--- Start ---
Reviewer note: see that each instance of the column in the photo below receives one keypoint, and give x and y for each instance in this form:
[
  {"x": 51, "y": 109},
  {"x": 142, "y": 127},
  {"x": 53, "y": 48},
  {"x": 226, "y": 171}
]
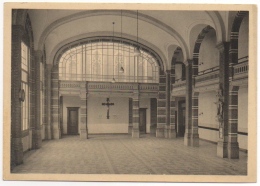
--- End ---
- [REQUIREMENT] Reproduce the data above verbatim, line by line, omitting any pictures.

- [THE RESULT]
Reviewer note: see that each instance of the column in the photo below receives one keypoint, and give x and y for each instance in this form:
[
  {"x": 51, "y": 109},
  {"x": 142, "y": 127},
  {"x": 53, "y": 48},
  {"x": 226, "y": 171}
]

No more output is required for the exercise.